__Directive 1__
According to the forum thread, what kind of rod does mulletman need built?

# How to contact Tom Wicker?



## mulletman (Apr 3, 2010)

I need a spiral wrapped rod built, does anyone know how to contact Tom Wicker?


----------



## Splittine (Nov 24, 2007)

Shoot him a PM.


----------



## mulletman (Apr 3, 2010)

How do you pm if you dont know where to send it


----------



## Splittine (Nov 24, 2007)

Send a PM to Tom Wicker, that's his screen name.


----------



## Pier#r (Oct 2, 2007)

http://www.pensacolafishingforum.com/members/tom-wicker-1297/

I believe this is his email... [email protected]


----------



## JoeyWelch (Sep 25, 2009)

I sent him a pm on another forum for you.


----------



## tom wicker (Oct 16, 2007)

Thanks guys he found me.
Mulletman I'll get back with you in a day or so in the mean time if you have any questions you have my number and Pier#R posted my email but all in lower case


----------



## tom wicker (Oct 16, 2007)

mulletman said:


> I need a spiral wrapped rod built, does anyone know how to contact Tom Wicker?


Mulletman I sent you a PM


----------



## tom wicker (Oct 16, 2007)

mulletman said:


> I need a spiral wrapped rod built, does anyone know how to contact Tom Wicker?


I should get started on your in the next day or so, just giving you a update:thumbup:


----------

__Directive 2__
Copy out the part of the rows that opens with the line containing "in tan shirt" and closes with the line containing "column 231, row 366", with both of those lines included.

__Raw records__
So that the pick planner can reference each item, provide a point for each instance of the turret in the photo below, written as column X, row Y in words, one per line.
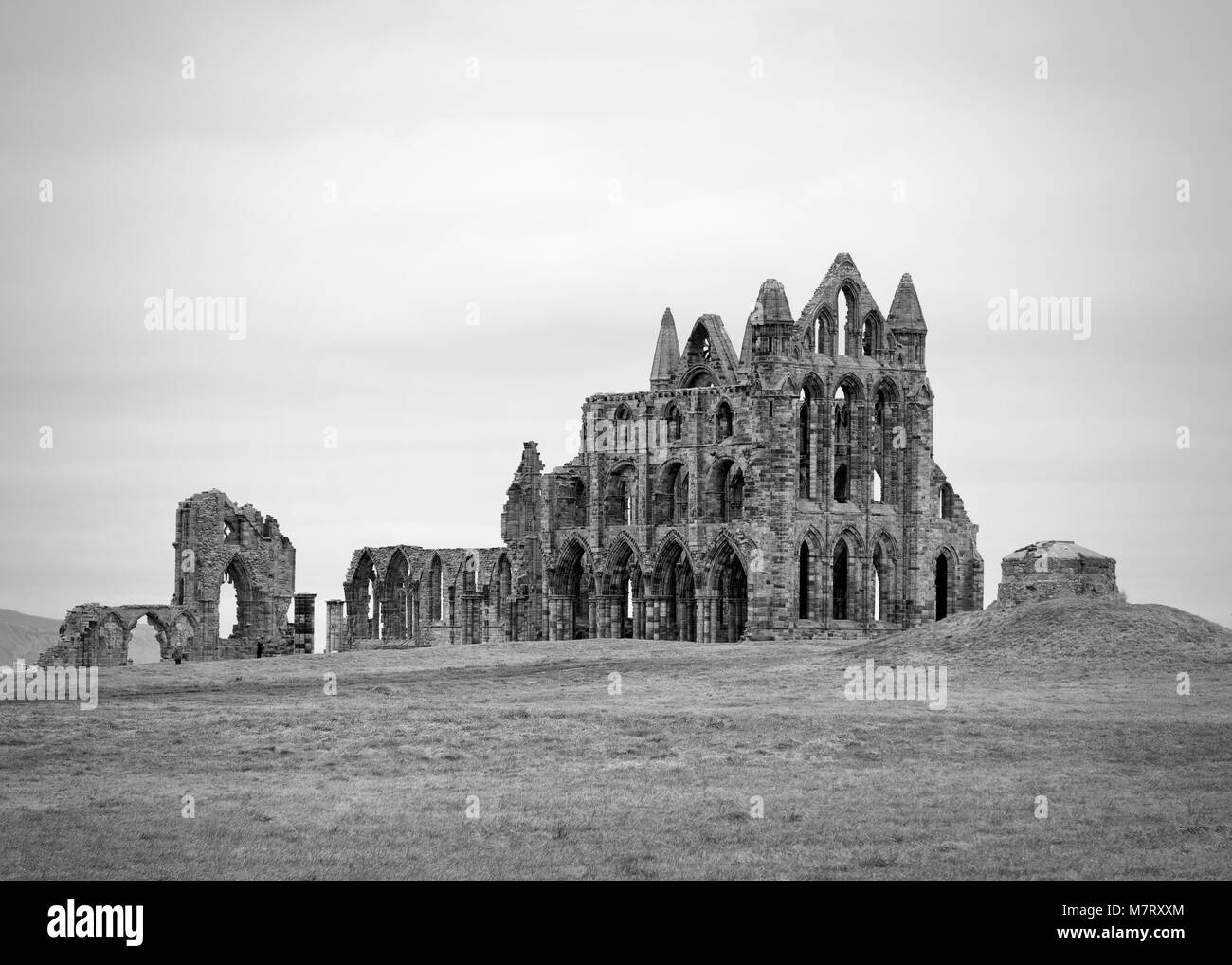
column 665, row 368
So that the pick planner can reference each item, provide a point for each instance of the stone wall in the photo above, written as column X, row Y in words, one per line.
column 788, row 491
column 216, row 541
column 1045, row 571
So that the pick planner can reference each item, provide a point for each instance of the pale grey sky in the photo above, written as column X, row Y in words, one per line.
column 571, row 169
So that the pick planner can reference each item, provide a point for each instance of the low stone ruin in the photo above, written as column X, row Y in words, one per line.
column 1045, row 571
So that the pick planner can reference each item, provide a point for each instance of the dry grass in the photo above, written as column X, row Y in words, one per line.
column 653, row 783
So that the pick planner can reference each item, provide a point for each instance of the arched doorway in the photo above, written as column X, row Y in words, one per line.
column 805, row 579
column 731, row 588
column 838, row 594
column 943, row 586
column 144, row 645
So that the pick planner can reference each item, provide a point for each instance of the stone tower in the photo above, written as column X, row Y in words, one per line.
column 788, row 491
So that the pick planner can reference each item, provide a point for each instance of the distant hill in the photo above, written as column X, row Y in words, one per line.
column 1082, row 628
column 25, row 636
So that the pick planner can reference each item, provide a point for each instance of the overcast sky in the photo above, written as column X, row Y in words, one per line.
column 522, row 188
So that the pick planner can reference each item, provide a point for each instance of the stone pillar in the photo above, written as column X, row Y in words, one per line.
column 304, row 623
column 335, row 627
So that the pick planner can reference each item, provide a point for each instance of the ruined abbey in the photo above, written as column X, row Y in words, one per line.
column 788, row 491
column 784, row 492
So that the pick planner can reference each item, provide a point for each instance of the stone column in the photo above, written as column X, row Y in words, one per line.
column 335, row 627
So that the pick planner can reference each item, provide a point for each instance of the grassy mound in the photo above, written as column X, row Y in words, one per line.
column 1085, row 630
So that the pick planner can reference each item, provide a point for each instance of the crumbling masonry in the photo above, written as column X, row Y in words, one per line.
column 788, row 491
column 216, row 541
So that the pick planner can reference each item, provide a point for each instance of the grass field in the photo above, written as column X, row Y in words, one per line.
column 654, row 781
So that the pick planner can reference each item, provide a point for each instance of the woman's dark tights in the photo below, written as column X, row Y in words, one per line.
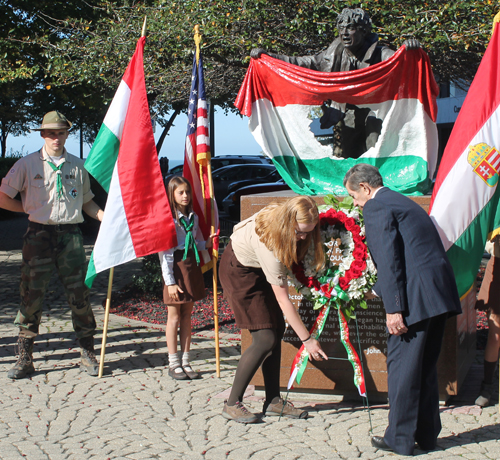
column 266, row 351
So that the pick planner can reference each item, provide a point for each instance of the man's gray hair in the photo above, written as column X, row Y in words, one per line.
column 363, row 172
column 356, row 16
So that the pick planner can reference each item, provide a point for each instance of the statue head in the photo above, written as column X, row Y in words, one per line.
column 353, row 26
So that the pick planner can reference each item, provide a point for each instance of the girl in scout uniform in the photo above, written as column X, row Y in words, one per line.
column 183, row 280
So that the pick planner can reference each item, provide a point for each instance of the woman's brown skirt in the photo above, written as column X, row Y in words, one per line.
column 188, row 277
column 249, row 294
column 489, row 294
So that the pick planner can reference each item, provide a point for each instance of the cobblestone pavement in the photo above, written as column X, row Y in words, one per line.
column 136, row 411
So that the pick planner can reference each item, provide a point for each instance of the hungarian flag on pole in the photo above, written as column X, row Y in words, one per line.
column 137, row 220
column 197, row 159
column 284, row 103
column 464, row 204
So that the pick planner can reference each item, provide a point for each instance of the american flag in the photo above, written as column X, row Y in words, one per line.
column 197, row 158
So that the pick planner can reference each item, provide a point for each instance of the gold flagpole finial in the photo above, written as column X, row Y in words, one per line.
column 197, row 41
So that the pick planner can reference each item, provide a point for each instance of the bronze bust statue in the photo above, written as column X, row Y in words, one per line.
column 356, row 47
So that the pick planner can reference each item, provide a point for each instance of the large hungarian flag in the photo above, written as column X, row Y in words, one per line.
column 464, row 205
column 284, row 103
column 197, row 159
column 137, row 219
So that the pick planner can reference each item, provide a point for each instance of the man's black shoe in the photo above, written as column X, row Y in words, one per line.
column 379, row 443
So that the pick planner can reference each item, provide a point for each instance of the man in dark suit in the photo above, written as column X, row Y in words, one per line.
column 417, row 285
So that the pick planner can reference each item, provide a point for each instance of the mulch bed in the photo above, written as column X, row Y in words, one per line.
column 150, row 308
column 133, row 304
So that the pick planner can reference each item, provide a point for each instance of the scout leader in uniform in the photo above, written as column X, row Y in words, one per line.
column 54, row 190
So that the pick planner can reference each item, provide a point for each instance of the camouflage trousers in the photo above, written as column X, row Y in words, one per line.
column 43, row 251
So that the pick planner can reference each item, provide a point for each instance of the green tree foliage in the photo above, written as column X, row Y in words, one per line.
column 81, row 49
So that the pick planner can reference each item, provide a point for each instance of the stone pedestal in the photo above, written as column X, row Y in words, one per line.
column 336, row 375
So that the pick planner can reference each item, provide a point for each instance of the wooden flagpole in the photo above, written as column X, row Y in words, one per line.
column 106, row 320
column 197, row 41
column 110, row 286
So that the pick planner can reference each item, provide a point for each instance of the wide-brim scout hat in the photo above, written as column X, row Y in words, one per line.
column 54, row 120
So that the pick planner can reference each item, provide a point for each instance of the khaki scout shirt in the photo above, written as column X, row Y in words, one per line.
column 251, row 252
column 33, row 177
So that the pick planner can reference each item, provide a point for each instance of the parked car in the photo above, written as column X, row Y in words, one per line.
column 226, row 160
column 274, row 176
column 225, row 176
column 232, row 203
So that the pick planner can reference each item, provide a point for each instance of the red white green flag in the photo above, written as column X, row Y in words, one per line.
column 284, row 103
column 137, row 219
column 464, row 205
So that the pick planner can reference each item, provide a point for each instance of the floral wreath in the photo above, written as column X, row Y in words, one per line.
column 342, row 284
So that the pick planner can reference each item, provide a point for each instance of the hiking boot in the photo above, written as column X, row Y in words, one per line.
column 285, row 409
column 24, row 364
column 484, row 397
column 89, row 362
column 238, row 413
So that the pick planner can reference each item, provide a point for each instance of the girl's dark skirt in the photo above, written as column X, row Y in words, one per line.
column 188, row 277
column 249, row 294
column 489, row 294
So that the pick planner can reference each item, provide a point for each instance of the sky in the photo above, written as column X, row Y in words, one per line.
column 232, row 137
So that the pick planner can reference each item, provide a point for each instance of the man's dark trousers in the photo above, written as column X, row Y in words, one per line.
column 413, row 385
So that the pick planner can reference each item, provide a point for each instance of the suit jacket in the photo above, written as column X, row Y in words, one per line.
column 414, row 274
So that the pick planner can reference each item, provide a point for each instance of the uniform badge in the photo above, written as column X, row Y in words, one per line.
column 485, row 162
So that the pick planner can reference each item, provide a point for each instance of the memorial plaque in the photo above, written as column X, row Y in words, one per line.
column 336, row 376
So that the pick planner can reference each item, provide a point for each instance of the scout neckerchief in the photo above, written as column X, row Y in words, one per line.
column 187, row 225
column 58, row 171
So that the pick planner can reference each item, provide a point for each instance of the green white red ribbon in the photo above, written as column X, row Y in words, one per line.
column 359, row 378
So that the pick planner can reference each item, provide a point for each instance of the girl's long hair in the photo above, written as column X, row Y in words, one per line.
column 276, row 224
column 173, row 183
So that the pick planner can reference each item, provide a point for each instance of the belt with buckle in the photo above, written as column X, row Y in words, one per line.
column 59, row 228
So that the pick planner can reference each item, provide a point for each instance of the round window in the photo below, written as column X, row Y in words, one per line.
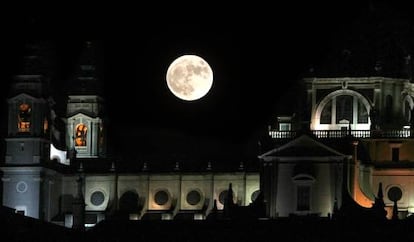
column 161, row 198
column 97, row 198
column 193, row 197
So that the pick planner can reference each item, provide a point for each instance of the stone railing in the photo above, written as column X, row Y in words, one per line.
column 404, row 133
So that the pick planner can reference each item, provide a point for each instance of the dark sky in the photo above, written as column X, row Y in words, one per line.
column 256, row 53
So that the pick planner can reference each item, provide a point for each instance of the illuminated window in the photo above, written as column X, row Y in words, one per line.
column 284, row 127
column 161, row 198
column 80, row 135
column 254, row 195
column 326, row 115
column 344, row 109
column 45, row 125
column 223, row 196
column 193, row 197
column 23, row 118
column 395, row 154
column 303, row 198
column 97, row 198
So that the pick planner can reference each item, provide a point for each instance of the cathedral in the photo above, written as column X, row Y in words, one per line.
column 346, row 141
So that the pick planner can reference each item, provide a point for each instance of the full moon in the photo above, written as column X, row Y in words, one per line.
column 189, row 77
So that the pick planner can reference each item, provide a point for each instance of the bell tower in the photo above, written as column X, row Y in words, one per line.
column 85, row 123
column 27, row 141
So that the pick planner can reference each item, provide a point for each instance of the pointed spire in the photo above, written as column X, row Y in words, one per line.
column 86, row 76
column 31, row 76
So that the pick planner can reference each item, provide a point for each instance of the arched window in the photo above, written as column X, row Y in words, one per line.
column 23, row 123
column 80, row 135
column 388, row 109
column 340, row 109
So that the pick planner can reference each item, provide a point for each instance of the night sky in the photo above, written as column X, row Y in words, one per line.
column 256, row 53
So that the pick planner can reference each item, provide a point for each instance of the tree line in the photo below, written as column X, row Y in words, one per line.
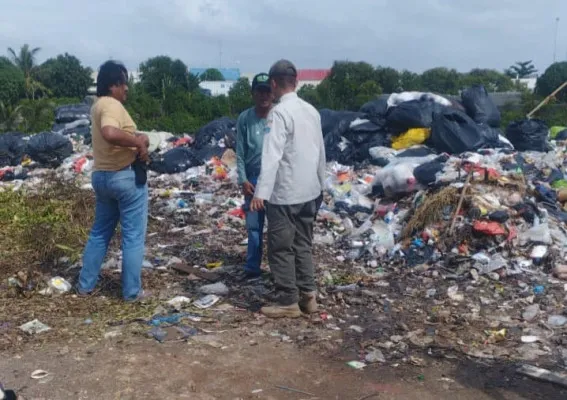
column 167, row 97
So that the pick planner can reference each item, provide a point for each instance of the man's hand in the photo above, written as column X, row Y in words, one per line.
column 256, row 204
column 142, row 144
column 248, row 189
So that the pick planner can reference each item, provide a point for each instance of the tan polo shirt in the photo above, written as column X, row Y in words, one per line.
column 107, row 111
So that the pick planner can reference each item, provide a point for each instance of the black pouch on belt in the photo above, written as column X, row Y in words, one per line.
column 140, row 171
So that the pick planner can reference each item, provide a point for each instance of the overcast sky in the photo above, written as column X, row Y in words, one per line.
column 404, row 34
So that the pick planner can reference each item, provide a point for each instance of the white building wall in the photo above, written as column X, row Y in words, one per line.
column 530, row 83
column 217, row 88
column 300, row 84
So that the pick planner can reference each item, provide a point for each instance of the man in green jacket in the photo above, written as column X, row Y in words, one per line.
column 250, row 128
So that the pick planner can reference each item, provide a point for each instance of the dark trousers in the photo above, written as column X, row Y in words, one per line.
column 290, row 238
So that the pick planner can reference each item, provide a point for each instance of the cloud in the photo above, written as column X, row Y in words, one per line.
column 404, row 34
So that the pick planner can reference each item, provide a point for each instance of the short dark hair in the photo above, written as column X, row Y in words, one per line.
column 110, row 73
column 285, row 81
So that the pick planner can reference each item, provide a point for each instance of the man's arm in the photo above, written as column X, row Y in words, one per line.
column 322, row 169
column 241, row 150
column 112, row 133
column 272, row 152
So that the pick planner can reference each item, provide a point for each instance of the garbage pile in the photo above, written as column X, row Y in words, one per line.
column 403, row 120
column 73, row 120
column 448, row 235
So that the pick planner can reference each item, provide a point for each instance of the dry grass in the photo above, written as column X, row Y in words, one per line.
column 40, row 227
column 431, row 210
column 37, row 229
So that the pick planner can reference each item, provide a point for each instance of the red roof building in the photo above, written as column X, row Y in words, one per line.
column 312, row 74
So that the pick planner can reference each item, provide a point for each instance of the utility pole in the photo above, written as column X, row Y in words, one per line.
column 555, row 40
column 220, row 53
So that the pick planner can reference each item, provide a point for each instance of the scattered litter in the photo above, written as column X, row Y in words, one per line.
column 207, row 301
column 59, row 284
column 178, row 302
column 530, row 339
column 356, row 364
column 218, row 288
column 34, row 327
column 288, row 389
column 375, row 356
column 39, row 374
column 543, row 375
column 557, row 320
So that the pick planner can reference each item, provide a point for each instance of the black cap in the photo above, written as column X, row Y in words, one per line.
column 262, row 80
column 283, row 68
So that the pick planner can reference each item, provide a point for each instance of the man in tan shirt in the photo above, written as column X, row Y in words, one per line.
column 121, row 195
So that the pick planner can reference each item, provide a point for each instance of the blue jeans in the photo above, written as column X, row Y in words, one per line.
column 255, row 228
column 118, row 198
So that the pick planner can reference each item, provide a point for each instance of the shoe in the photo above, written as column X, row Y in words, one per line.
column 245, row 275
column 80, row 293
column 308, row 302
column 140, row 298
column 278, row 311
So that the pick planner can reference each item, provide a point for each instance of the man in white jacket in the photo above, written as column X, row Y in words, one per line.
column 290, row 188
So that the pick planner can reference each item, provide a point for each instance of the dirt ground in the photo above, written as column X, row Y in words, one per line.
column 231, row 366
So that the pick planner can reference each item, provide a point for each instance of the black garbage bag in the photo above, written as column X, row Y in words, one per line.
column 176, row 160
column 412, row 114
column 230, row 139
column 12, row 149
column 529, row 135
column 417, row 151
column 78, row 131
column 426, row 173
column 49, row 149
column 490, row 135
column 363, row 132
column 206, row 153
column 72, row 112
column 562, row 135
column 337, row 120
column 362, row 152
column 58, row 128
column 215, row 131
column 454, row 132
column 480, row 107
column 375, row 108
column 333, row 146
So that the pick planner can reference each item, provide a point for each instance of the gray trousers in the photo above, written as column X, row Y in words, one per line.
column 290, row 238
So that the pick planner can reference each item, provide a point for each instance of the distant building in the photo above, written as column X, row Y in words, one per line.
column 529, row 83
column 134, row 76
column 311, row 76
column 229, row 74
column 304, row 76
column 217, row 88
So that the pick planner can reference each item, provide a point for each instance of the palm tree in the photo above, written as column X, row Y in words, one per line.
column 10, row 117
column 25, row 60
column 35, row 113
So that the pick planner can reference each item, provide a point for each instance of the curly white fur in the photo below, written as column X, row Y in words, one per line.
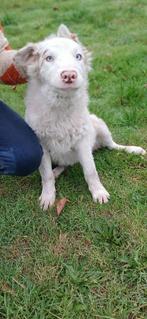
column 58, row 112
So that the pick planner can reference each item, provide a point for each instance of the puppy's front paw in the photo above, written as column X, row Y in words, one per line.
column 101, row 195
column 47, row 199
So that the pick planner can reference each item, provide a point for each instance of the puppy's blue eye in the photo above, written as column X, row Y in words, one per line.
column 49, row 58
column 79, row 56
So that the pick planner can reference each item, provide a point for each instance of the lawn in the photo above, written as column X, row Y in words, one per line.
column 91, row 261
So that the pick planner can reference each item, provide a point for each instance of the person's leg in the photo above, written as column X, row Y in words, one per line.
column 20, row 151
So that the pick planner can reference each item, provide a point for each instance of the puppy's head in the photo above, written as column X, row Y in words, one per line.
column 59, row 61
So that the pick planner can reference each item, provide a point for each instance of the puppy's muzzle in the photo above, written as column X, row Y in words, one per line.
column 69, row 77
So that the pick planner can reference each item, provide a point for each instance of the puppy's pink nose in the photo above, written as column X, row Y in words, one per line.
column 68, row 76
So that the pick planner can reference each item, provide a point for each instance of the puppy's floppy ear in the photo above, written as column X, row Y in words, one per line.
column 26, row 56
column 64, row 32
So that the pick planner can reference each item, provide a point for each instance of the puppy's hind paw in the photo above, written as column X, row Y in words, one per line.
column 136, row 150
column 46, row 200
column 101, row 196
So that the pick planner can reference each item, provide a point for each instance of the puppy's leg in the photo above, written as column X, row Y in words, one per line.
column 57, row 171
column 47, row 197
column 86, row 160
column 104, row 138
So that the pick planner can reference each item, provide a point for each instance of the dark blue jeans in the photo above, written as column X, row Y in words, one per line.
column 20, row 151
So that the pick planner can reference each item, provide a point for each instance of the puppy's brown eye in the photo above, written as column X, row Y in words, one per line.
column 49, row 58
column 79, row 56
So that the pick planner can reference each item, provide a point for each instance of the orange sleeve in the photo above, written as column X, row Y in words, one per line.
column 9, row 74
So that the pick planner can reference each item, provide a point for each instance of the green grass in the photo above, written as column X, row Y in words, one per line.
column 91, row 262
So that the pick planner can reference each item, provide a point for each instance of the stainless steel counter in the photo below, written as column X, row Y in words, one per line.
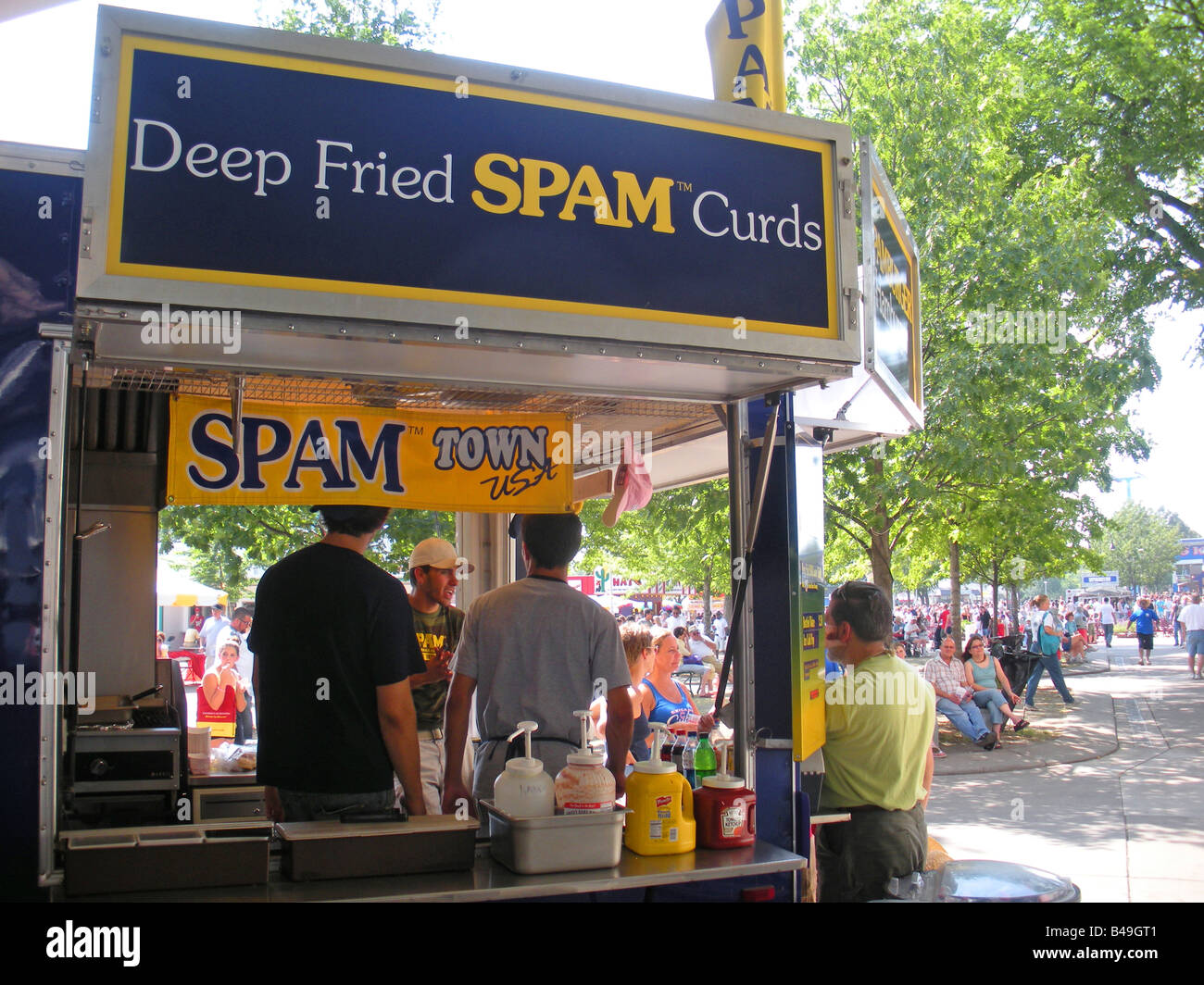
column 489, row 880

__Complete response 1__
A spiral wrapped rod.

__Complete response 2__
So that the pick planner can reference each item, provide a point for each instance of the man in tan shirt in the photo above, written as column X, row Y in words, one per line.
column 121, row 195
So that the pick planner can reference each item, provide a point for each instance of the blue jeans in the photo above, written as column X, row Y in words, one per line.
column 255, row 228
column 118, row 198
So that the pick planner can reference each item, provide a point for each instance of the shoe in the photo above, written as column X, row Y in words, one per line.
column 245, row 275
column 80, row 293
column 308, row 302
column 140, row 298
column 278, row 311
So that the pick planner can reference each item, provide a point for each instance of the man in white jacket in the photo above, written as column X, row Y in words, one per line.
column 290, row 188
So that the pick planner can reference each item, provide a point for each instance of the dirt ground in the photo above, written as column X, row Y in words, one per line.
column 231, row 366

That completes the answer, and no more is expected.